WHAT IS ASKED: Format the items from the line with "Target: black storage drawer unit" up to and including the line with "POLYGON ((52 174, 0" as a JSON list of strings, one string per line, leaving out any blank lines.
┌──
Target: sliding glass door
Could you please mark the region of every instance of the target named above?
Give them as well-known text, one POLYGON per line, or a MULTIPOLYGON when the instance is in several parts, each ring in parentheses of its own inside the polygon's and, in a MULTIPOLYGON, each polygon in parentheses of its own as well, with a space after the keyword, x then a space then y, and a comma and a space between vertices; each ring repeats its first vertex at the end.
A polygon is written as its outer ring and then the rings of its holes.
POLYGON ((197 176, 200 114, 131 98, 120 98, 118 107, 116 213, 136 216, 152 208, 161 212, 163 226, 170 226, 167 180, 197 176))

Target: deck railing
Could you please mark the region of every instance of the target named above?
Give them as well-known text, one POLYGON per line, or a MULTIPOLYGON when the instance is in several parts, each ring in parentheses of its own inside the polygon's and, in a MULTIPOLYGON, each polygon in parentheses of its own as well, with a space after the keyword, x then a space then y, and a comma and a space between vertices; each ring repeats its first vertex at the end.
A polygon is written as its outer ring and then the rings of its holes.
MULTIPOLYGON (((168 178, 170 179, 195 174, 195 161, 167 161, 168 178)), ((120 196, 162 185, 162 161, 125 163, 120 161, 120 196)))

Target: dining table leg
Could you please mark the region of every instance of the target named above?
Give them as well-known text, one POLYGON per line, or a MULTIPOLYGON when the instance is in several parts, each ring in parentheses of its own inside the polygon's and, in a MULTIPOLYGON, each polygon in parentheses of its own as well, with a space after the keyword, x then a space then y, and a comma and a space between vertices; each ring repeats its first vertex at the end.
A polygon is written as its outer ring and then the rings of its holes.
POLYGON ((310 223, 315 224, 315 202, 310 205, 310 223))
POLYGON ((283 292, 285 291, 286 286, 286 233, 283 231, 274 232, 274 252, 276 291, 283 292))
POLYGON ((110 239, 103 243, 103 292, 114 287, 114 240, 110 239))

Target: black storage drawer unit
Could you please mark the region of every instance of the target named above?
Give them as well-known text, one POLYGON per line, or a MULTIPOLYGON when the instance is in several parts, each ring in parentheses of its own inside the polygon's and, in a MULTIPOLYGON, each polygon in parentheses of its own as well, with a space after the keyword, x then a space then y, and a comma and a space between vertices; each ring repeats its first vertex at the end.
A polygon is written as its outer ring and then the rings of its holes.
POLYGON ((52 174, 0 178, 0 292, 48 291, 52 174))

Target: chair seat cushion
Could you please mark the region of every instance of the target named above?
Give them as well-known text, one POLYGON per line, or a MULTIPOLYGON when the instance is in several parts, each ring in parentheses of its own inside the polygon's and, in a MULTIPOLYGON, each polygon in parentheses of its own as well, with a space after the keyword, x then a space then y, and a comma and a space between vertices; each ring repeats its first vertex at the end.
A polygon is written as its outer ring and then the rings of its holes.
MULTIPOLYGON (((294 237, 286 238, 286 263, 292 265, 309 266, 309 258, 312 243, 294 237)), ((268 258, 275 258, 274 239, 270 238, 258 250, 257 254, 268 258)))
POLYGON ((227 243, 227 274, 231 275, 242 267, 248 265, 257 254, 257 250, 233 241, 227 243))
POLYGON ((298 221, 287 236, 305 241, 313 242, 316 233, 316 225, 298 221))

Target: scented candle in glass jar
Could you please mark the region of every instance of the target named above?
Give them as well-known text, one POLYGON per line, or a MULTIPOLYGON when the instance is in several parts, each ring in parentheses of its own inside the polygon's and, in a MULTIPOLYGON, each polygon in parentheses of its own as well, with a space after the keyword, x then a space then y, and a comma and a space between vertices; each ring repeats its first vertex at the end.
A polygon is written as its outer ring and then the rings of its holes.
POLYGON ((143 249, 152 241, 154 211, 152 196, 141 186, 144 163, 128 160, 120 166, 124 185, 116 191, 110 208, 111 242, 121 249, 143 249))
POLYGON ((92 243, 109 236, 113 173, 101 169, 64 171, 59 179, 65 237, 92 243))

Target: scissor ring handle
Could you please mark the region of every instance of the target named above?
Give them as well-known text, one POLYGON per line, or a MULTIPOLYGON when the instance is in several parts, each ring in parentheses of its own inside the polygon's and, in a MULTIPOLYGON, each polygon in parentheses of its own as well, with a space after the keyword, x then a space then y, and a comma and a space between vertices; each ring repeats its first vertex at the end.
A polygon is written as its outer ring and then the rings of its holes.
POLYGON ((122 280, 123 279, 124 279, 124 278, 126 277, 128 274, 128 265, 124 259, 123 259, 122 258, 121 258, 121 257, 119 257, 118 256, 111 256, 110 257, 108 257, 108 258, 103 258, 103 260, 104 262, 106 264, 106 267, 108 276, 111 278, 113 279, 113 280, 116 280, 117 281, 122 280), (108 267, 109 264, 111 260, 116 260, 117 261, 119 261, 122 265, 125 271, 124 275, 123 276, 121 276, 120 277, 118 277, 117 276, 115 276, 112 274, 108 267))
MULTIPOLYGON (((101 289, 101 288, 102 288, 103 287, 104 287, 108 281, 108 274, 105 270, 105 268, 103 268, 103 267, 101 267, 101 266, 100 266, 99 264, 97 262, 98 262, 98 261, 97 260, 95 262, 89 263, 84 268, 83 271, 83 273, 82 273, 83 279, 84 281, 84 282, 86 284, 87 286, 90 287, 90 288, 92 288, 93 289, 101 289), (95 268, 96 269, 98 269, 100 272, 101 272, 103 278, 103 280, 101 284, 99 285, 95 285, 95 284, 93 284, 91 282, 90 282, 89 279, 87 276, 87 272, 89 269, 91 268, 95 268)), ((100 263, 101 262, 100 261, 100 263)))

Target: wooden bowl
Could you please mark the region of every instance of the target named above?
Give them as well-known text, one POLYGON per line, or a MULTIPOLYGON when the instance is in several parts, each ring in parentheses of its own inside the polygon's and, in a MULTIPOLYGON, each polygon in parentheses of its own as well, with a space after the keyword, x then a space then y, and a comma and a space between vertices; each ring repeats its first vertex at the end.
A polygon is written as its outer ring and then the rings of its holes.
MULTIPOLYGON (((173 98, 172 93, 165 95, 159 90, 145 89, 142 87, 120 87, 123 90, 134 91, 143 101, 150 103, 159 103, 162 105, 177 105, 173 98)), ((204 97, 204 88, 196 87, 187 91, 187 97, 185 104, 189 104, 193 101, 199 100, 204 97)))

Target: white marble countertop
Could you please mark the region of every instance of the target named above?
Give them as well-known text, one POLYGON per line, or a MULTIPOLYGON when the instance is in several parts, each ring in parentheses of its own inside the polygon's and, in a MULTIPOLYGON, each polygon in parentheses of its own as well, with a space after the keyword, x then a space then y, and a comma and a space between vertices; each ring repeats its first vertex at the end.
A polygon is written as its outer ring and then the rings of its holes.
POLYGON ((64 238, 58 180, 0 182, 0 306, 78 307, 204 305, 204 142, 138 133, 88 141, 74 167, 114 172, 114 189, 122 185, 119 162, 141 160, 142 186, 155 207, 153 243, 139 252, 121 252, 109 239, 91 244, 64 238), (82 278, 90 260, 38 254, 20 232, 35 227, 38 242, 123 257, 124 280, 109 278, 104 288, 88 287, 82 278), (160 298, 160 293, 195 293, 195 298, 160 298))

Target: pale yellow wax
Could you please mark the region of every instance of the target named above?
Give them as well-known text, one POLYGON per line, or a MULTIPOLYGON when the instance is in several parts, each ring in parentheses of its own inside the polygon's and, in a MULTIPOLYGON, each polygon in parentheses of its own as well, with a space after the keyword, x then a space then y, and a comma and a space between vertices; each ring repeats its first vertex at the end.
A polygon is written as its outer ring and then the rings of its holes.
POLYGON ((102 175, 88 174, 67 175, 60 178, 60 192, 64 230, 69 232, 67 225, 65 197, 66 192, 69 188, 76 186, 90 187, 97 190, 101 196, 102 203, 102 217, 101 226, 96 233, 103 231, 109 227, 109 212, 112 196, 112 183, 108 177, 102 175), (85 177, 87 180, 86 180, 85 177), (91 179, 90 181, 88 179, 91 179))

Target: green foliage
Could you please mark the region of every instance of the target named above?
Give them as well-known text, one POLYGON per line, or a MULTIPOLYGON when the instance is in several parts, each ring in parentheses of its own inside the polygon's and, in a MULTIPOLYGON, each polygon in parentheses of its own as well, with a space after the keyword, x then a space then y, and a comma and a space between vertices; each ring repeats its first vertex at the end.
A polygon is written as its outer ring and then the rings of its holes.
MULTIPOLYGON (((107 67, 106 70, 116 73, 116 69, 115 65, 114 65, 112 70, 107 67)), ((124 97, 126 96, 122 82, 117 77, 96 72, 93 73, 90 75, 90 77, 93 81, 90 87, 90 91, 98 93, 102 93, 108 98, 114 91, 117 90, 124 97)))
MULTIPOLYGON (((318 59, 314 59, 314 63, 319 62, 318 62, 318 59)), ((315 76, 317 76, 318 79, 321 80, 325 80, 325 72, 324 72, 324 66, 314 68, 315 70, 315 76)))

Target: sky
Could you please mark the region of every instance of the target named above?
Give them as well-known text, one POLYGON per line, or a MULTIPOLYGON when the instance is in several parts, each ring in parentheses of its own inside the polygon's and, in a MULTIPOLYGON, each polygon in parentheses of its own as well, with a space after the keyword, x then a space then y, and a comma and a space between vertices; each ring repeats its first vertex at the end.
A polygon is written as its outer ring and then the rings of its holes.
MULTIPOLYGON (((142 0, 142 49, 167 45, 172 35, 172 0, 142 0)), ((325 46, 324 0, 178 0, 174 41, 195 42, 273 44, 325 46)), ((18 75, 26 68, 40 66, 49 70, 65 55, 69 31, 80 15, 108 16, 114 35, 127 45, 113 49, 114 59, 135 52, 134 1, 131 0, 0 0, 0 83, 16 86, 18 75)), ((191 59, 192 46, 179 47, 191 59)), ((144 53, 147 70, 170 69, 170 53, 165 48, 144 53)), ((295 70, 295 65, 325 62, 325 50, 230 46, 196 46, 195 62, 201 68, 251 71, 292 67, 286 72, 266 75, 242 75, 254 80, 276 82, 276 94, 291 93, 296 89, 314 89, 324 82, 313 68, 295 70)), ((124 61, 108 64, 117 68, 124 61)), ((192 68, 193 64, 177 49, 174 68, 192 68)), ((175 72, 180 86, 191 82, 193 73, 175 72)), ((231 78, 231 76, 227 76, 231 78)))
└──
FINAL RESULT:
[
  "Target: black storage drawer unit",
  "Could you please mark the region of every instance of the target named above?",
  "Give them as well-known text, one POLYGON per line, or a MULTIPOLYGON when the instance is in several parts, each ring in parentheses of its own inside the polygon's and, in a MULTIPOLYGON, each polygon in parentheses of its own as well, with a space after the keyword, x then a space then y, and a comma and a space between vertices; each ring repeats its first vertex at the end.",
  "A polygon is written as its outer ring and then the rings of its holes.",
  "POLYGON ((52 174, 0 178, 0 292, 48 291, 52 174))"
]